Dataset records
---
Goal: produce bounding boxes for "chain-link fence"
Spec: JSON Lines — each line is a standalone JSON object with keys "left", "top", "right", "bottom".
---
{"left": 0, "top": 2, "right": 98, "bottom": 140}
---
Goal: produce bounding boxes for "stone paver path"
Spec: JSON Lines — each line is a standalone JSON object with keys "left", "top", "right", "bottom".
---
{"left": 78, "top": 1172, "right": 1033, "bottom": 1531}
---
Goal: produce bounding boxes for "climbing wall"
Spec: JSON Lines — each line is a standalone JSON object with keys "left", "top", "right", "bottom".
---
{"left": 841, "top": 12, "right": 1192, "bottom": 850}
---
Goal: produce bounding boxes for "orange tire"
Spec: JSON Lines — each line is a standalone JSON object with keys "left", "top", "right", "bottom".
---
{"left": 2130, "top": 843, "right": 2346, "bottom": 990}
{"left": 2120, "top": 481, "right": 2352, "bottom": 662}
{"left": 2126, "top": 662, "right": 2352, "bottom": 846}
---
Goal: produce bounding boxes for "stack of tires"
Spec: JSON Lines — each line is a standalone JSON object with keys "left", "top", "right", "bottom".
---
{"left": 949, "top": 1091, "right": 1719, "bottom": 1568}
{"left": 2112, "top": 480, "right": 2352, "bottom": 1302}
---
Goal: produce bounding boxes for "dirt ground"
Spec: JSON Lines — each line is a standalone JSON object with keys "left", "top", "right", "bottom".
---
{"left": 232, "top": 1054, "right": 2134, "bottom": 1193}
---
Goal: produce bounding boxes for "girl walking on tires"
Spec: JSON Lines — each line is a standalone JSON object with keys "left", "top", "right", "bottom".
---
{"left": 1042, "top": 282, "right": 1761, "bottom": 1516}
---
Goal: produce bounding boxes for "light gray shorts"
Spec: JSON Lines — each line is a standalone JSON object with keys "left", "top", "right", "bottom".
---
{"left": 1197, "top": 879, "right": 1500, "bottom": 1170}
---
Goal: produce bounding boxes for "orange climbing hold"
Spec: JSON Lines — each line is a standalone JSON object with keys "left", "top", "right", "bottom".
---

• **Activity**
Among the records above, find each line holding the string "Goal" and pull it out.

• **Exercise output**
Goal: produce bounding boxes for "chain-link fence"
Goal: produce bounding boxes for "stone paver path"
Goal: produce bounding boxes for "climbing wall"
Goal: produce bounding boxes for "orange tire"
Goal: produce bounding boxes for "stack of tires"
Goal: produce bounding boxes for "dirt ground"
Goal: produce bounding boxes for "girl walking on tires"
Goal: produce bounding boxes for "light gray shorts"
Goal: produce bounding boxes for "orange climbing hold"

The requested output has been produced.